*The data*:
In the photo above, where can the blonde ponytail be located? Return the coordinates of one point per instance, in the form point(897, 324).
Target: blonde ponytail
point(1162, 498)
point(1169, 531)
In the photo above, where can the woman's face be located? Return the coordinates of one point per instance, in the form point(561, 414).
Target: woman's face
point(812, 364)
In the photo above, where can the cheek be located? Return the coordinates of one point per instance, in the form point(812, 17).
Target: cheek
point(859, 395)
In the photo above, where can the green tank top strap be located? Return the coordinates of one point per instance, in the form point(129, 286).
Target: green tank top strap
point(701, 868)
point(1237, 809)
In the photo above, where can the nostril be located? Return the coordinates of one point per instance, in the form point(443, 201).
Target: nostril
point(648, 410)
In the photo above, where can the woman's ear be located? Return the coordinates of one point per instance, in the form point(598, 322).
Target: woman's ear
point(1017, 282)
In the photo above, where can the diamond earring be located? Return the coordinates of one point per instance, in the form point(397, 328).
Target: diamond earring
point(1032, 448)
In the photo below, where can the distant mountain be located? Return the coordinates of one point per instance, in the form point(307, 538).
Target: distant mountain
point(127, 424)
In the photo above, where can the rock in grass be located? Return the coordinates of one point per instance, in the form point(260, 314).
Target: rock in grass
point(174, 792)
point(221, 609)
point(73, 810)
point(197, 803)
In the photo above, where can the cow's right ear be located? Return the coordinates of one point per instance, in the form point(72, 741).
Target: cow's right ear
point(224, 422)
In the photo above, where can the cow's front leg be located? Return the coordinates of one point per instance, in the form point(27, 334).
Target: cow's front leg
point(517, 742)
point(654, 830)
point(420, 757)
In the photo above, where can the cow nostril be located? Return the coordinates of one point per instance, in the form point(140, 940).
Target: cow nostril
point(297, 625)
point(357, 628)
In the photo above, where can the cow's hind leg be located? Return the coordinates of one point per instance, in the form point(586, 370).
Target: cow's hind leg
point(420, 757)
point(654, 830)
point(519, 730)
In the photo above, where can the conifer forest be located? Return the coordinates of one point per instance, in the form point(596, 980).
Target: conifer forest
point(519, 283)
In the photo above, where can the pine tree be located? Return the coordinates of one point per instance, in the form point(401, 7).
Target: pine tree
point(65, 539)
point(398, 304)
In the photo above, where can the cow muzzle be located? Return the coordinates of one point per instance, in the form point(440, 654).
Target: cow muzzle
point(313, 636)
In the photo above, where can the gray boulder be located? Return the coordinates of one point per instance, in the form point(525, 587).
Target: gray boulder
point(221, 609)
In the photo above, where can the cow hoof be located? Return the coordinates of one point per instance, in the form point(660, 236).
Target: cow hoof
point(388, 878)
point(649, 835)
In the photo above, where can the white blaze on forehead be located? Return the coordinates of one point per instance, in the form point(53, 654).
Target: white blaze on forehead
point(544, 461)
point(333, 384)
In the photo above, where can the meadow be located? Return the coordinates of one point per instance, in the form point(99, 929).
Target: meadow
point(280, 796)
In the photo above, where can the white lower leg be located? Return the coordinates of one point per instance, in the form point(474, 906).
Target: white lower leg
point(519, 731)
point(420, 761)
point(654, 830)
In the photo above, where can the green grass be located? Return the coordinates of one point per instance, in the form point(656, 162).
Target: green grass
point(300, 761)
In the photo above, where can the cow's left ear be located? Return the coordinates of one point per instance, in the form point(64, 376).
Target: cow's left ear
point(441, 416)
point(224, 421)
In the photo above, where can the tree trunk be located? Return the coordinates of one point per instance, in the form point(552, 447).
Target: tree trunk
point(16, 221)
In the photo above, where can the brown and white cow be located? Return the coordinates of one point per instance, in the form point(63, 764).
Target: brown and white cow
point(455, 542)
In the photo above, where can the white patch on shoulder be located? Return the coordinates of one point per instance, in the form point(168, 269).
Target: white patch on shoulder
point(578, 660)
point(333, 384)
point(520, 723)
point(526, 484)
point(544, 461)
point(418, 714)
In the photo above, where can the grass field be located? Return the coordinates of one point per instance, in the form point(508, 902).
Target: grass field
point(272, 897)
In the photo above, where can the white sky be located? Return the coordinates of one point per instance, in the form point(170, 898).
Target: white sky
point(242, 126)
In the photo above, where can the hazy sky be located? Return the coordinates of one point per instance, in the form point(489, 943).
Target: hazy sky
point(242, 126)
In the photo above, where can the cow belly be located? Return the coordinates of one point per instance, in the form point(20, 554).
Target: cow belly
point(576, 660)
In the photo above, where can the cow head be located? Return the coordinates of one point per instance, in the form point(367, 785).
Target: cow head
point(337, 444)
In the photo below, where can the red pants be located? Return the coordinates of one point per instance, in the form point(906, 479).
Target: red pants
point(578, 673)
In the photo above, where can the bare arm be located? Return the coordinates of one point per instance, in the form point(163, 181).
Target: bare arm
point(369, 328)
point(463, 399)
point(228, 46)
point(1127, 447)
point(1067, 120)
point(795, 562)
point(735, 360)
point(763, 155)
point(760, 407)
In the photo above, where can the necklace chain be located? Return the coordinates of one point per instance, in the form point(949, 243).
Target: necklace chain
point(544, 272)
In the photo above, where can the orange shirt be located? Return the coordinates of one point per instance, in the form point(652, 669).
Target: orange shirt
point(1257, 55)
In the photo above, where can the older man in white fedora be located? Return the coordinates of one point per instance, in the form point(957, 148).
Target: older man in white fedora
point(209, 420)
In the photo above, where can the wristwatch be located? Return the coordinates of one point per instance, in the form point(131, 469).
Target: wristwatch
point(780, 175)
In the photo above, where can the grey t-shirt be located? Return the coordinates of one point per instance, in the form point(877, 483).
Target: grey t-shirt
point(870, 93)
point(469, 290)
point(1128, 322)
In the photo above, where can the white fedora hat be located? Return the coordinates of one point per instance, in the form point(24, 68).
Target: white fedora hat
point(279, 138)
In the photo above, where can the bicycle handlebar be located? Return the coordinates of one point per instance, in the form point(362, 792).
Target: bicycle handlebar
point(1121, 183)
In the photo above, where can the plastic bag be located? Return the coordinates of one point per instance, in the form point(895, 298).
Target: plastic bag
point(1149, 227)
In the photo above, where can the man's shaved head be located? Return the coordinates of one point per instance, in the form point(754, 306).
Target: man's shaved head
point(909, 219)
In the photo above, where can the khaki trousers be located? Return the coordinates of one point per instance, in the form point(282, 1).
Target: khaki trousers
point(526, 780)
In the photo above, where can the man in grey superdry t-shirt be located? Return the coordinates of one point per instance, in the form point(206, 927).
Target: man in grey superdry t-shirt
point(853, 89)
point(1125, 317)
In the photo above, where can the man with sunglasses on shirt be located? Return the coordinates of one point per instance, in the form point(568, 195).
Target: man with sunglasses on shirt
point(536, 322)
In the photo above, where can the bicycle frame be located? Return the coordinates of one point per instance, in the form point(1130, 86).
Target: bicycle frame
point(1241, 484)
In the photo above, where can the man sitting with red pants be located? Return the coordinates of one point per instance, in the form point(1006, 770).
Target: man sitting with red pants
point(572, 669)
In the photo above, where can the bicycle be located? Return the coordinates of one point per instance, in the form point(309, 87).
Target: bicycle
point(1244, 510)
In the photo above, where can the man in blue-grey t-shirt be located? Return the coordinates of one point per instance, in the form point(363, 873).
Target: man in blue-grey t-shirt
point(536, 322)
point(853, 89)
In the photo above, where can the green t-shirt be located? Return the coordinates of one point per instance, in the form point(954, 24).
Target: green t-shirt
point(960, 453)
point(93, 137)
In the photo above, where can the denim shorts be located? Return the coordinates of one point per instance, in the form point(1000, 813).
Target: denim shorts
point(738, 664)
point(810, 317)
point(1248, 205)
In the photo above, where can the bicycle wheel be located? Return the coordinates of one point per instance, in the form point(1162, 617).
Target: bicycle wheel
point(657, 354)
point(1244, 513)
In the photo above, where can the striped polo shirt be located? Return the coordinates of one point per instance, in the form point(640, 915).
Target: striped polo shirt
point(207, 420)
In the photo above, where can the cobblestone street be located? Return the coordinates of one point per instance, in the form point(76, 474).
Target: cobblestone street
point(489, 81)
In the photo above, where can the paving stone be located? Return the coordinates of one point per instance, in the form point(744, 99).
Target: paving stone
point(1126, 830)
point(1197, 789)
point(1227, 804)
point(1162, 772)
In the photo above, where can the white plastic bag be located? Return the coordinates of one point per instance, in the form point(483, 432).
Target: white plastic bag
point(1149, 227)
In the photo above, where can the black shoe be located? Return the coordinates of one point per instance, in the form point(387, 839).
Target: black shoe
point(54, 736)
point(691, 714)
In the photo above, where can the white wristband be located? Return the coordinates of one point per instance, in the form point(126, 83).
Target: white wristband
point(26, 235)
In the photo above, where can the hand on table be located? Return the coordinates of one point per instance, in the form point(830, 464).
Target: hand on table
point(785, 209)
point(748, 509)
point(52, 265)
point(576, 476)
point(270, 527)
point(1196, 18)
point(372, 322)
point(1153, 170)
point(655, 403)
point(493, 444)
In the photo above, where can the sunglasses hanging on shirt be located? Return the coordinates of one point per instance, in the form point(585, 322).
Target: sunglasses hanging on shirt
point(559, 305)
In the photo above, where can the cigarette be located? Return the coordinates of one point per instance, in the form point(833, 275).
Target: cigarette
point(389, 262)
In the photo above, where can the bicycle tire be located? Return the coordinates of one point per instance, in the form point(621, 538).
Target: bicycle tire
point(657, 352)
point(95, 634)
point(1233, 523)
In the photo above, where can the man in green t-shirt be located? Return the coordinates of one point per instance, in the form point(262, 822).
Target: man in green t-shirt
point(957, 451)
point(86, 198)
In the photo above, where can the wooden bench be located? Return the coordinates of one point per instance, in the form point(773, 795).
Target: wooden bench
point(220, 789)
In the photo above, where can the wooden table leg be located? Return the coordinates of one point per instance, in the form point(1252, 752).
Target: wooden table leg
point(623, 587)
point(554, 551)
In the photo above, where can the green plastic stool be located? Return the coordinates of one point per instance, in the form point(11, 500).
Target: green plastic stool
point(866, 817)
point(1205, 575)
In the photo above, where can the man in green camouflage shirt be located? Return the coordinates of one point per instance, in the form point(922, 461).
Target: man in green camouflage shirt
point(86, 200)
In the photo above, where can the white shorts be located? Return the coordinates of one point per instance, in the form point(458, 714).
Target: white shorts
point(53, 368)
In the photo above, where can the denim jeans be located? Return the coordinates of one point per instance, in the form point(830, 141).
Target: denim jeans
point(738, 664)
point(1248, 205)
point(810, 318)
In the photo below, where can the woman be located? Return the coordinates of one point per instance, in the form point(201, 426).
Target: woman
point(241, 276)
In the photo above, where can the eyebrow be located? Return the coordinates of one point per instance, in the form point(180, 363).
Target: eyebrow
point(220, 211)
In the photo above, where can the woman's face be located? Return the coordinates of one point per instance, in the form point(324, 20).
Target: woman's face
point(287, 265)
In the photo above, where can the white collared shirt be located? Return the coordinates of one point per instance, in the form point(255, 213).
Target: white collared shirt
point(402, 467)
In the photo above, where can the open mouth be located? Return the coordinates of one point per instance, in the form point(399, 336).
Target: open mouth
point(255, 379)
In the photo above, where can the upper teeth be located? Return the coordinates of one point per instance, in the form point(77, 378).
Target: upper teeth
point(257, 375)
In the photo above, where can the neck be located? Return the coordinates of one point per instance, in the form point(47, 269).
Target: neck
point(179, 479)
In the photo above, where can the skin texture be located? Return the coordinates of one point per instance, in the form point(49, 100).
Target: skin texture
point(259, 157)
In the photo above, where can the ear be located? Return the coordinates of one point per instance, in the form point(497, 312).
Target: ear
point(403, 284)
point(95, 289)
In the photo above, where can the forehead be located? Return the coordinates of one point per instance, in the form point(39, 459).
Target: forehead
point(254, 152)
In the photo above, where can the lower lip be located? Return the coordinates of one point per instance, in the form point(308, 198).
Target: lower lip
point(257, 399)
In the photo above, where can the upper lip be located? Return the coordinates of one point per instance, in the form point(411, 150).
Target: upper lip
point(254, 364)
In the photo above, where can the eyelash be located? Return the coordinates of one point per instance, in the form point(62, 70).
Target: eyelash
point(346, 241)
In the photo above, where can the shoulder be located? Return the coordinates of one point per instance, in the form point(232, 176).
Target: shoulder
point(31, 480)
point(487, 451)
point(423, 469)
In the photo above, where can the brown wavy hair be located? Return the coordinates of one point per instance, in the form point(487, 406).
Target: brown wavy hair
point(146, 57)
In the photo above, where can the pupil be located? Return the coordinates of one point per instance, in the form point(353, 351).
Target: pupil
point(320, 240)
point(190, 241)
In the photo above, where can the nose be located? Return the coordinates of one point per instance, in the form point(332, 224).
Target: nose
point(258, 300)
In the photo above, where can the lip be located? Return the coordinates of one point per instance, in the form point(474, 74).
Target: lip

*Written instruction*: Put the lines from the one containing "In the photo above, where can the eyebrow" through the one containing "point(179, 479)" into a Markdown table. Use the columns No. and Line, number the rows, and omit any blank lines.

*Task output*:
| No. | Line |
|---|---|
| 1 | In the photo above, where can the eyebrow be located? Return the coordinates of one point per instance, in the form point(180, 363). |
| 2 | Target: eyebrow |
| 3 | point(220, 211) |
| 4 | In the photo above, where can the woman's face be located? Return the coordinates of one point per instance, in the form point(324, 20). |
| 5 | Target: woman's face |
| 6 | point(287, 265) |
| 7 | In the photo above, where can the white collared shirt be located? Return the coordinates of one point per instance, in the form point(255, 213). |
| 8 | Target: white collared shirt |
| 9 | point(402, 467) |
| 10 | In the photo above, where can the open mouth be located? Return the coordinates of one point per instance, in the form point(399, 336). |
| 11 | Target: open mouth |
| 12 | point(255, 379) |
| 13 | In the photo above, where can the upper teeth be located? Return the coordinates of one point per instance, in the form point(77, 378). |
| 14 | Target: upper teeth |
| 15 | point(257, 375) |
| 16 | In the photo above, where can the neck be located? Return the coordinates of one point per instance, in the form point(47, 269). |
| 17 | Target: neck |
| 18 | point(179, 479) |